● Aim of the exercise:
Only the text of the records belongs in the answer, copied exactly and without pictures.

Given data START

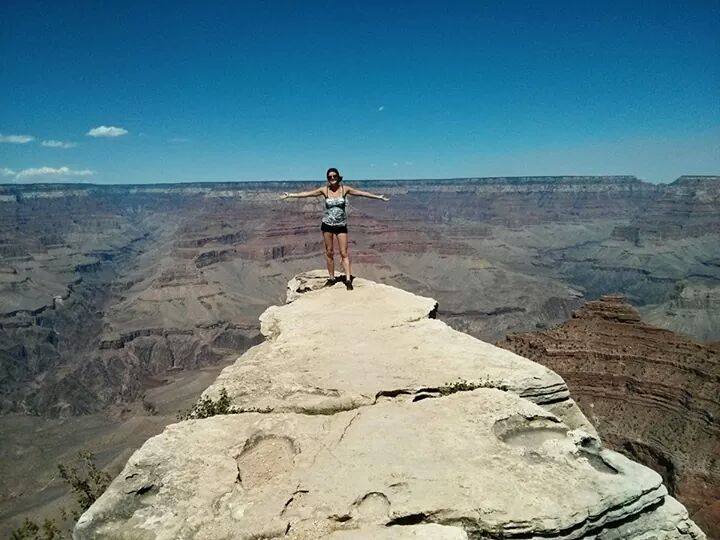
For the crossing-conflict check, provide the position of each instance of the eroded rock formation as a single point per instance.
(361, 416)
(651, 393)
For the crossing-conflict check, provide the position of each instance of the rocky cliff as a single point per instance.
(651, 393)
(362, 416)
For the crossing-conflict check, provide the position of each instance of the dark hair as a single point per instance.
(333, 169)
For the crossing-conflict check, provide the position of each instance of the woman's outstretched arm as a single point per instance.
(353, 191)
(312, 193)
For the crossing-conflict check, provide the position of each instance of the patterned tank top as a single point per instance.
(335, 210)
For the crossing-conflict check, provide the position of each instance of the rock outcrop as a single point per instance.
(651, 393)
(361, 416)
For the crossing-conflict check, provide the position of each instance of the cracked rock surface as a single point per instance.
(363, 418)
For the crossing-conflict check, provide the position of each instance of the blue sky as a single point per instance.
(215, 91)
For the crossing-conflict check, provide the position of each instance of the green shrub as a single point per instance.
(207, 407)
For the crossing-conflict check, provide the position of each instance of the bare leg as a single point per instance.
(344, 256)
(329, 255)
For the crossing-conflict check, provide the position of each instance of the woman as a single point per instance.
(334, 221)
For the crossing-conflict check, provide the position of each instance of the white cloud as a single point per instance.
(49, 174)
(16, 139)
(106, 131)
(58, 144)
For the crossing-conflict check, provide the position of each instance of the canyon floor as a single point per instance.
(119, 300)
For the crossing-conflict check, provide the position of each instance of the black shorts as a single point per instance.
(335, 229)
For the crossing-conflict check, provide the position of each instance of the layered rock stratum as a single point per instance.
(652, 394)
(362, 416)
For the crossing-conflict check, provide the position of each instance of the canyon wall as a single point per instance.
(651, 393)
(361, 416)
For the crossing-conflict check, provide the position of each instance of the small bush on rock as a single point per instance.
(207, 407)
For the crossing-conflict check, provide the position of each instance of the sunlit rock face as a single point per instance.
(651, 393)
(361, 416)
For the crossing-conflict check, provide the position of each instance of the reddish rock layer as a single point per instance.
(651, 393)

Given data END

● Exercise response:
For the crossing-conflict check, provide the position of each instance of the eroded rock formation as a single point per instance.
(361, 416)
(651, 393)
For the crossing-conflict check, provide the position of each instance of the rocky cliff as a single point per instance.
(651, 393)
(362, 416)
For the crossing-conflict check, provide the position of each instance of the dark hair as a single point per instance.
(333, 169)
For the crossing-conflict check, provide the position of each instance of the woman's outstretched arm as a single point per instance.
(353, 191)
(312, 193)
For the crossing-conflict check, provide the position of each instance of the patterned tank top as a single point per instance.
(335, 210)
For the crossing-conflict check, provide the position of each instance of the rock outcrop as a single point per instance.
(651, 393)
(361, 416)
For the crossing-conflict check, provide the position of each instance of the cracked rock surface as a single point per instance.
(363, 418)
For the crossing-conflict check, provide the position of each instance of the blue sky as a single point per instance.
(215, 91)
For the crossing-conflict check, provide the position of each instance of the green shrub as a single point per instance.
(207, 407)
For the crossing-conflict check, provide the position of each instance of the bare leg as a single point per instance.
(344, 256)
(329, 255)
For the crossing-conflict check, provide the position of each instance of the woman as a single point per instance.
(334, 221)
For the crossing-conflict check, provide the position of each instance of the white cloud as a single point per instance.
(49, 174)
(16, 139)
(106, 131)
(58, 144)
For the crossing-conflict check, provide the position of each instance of the canyon floor as a single point per instance.
(119, 300)
For the crossing-conflict check, provide the position of each instance of the black shorts as a single point per instance.
(335, 229)
For the crossing-conflict check, provide the position of each instance of the layered rock stratum as a single point per instance.
(652, 394)
(362, 416)
For the crossing-conflict check, provide the position of each instance of the canyon wall as a single point per instance.
(651, 393)
(361, 416)
For the crossing-conflict check, provide the position of each instance of the small bush on rock as a single point per instance.
(207, 407)
For the crossing-conflict check, provide the position of each instance of the sunlit rock face as a single point per instance.
(651, 393)
(361, 416)
For the crossing-conflict check, provide the position of each instance of the reddish rock layer as a single point per instance.
(651, 393)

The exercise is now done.